> BRANO DA LEGGERE
<<<<

Esistono siti, esistono gruppi whatsapp, esistono forme di diffusione
di questo tipo di messaggio e questi sono molto pericolosi perché tutte
le ragazze anche quelle molto giovani di dieci undici anni li hanno
visitati”.
Sottolinea tuttavia Dalla Ragione come i social media non debbano assolutamente essere considerati una causa di questi disturbi quanto di fattori di diffusione di modelli culturali e di stili di vita. “Ricordiamoci sempre che le patologie alimentari sono patologie psichiatriche. Non sono causate da questo tipo di modalità; queste modalità ne possono spiegare la diffusione epidemica ma le cause sono cause profonde (…). Queste patologie sono delle nuove forme di depressione, delle depressioni moderne, che dal punto di vista fenomenologico si esprimono con queste caratteristiche perché corpo e cibo sono un’ossessione moderna; però non facciamo la confusione di dire che questi sono i fattori eziologici, sono solo i fattori di diffusione, però sono fattori molto pericolosi”.
Ricordiamoci sempre che le patologie alimentari sono patologie psichiatriche.
Come arginare questo fenomeno?
In primo luogo bisogna riconoscere che viviamo in un contesto che rende
difficile individuare le persone a rischio o quegli sportivi che già
sono caduti nella trappola del disturbo alimentare: “Tutta
l’ossessione per il fitness per il la forma fisica, tutta la miriade di
informazioni, false informazioni che circolano in rete, a bombardamento,
su questo tema, chiaramente creano un terreno fertile per questo tipo
di problematiche. E diventa difficile capire se una persona è entrata
dentro un’ossessione da fitness o è una persona che sta facendo
un’attività fisica per ragioni terapeutiche, legittime”. Secondo la psichiatra, bisognerebbe per prima cosa formare allenatori, trainer, insegnanti.
Il Coni sta già agendo su questo fronte con corsi per tutti i trainer e
gli allenatori che fanno parte di una federazione. Questo è
fondamentale per individuare questi disturbi nelle loro fasi iniziali. “Teniamo
conto che se il problema viene affrontato nel primo anno di storia di
malattia è più facilmente curabile; più passa il tempo invece più certi
comportamenti si cronicizzano e più sono difficili da eliminare”.
Sempre meno di genere
I disturbi del comportamento alimentare sono da sempre considerati patologie di genere. Di genere femminile. Tuttavia questo gap si sta riducendo e sempre più uomini sviluppano questo tipo di disturbi.
Secondo alcuni dei dati che ci ha riportato Laura Dalla Ragione, se 20
anni fa i maschi erano l’1 per cento della popolazione colpita da un
DCA, adesso sono il 10 per cento. Nella fascia tra i 13 e i 17 anni sono
il 20 per cento.
“Questa distanza si sta accorciando molto rapidamente quindi è possibile che anche per i maschi il corpo sia diventato uno scenario per la sofferenza per esprimere il disagio, cosa che era storicamente più per le femmine”, commenta la psichiatra. “Nel mondo dello sport la percentuale di maschi è più alta, si avvicina a un trenta per cento della popolazione che si ammala, e ci sono patologie che sono predominanti nel mondo maschile”. Queste sono la reverse anorexia o vigoressia, che sarebbe l’ossessione non tanto per la magrezza ma per la massa muscolare, e l’ortoressia, una patologia ancora non inserita nel DSM V, ma che è molto diffusa e può essere spiegata in poche parole come l’ossessione del mangiare sano.

>>>>

> MATERIALE PRESENTATO
<<<<

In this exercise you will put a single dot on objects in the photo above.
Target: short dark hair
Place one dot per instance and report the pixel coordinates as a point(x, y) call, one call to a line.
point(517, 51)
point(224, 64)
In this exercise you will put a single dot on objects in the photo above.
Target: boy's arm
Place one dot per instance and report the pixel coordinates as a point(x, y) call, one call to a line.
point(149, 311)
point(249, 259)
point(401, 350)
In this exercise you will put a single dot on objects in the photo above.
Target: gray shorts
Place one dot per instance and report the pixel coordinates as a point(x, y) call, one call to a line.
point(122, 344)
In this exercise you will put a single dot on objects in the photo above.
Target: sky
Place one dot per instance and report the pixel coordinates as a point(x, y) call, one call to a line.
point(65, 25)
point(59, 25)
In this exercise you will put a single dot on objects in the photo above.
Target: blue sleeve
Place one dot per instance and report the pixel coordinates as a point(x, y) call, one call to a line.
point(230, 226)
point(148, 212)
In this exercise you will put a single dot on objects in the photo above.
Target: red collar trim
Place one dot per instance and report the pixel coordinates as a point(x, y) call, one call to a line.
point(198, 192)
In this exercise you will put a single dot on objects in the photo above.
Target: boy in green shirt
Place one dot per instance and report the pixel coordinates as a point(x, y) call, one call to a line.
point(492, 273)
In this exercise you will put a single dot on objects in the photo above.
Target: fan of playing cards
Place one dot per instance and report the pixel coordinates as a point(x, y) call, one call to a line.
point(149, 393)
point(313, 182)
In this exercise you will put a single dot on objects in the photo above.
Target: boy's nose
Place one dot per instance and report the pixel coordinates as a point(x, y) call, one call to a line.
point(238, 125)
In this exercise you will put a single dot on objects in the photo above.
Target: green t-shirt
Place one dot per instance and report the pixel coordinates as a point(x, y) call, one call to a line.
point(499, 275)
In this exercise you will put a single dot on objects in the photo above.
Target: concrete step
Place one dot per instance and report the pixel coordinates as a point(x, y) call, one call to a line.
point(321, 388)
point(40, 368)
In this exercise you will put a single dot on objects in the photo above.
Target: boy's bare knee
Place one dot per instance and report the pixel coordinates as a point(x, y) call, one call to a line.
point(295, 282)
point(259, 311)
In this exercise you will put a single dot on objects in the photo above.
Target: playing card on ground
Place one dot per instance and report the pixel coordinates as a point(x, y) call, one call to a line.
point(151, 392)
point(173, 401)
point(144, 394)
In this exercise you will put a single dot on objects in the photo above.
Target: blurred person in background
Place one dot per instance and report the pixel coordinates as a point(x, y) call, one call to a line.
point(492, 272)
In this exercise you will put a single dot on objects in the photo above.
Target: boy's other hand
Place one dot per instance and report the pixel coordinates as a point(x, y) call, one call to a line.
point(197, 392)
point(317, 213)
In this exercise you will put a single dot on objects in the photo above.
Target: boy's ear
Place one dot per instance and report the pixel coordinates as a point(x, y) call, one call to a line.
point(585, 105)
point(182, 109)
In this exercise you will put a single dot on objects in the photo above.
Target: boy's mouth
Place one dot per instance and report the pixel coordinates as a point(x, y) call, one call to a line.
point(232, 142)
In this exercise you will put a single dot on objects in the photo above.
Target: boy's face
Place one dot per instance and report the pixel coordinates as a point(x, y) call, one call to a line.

>>>>

> CONSEGNA
Riscrivi il brano sui disturbi alimentari tra "Sottolinea tuttavia Dalla" e "arginare questo fenomeno?", estremi inclusi, mettendo "malattie psichiatriche" al posto di "patologie psichiatriche".

> RISPOSTA
Sottolinea tuttavia Dalla Ragione come i social media non debbano assolutamente essere considerati una causa di questi disturbi quanto di fattori di diffusione di modelli culturali e di stili di vita. “Ricordiamoci sempre che le patologie alimentari sono malattie psichiatriche. Non sono causate da questo tipo di modalità; queste modalità ne possono spiegare la diffusione epidemica ma le cause sono cause profonde (…). Queste patologie sono delle nuove forme di depressione, delle depressioni moderne, che dal punto di vista fenomenologico si esprimono con queste caratteristiche perché corpo e cibo sono un’ossessione moderna; però non facciamo la confusione di dire che questi sono i fattori eziologici, sono solo i fattori di diffusione, però sono fattori molto pericolosi”.
Ricordiamoci sempre che le patologie alimentari sono malattie psichiatriche.
Come arginare questo fenomeno?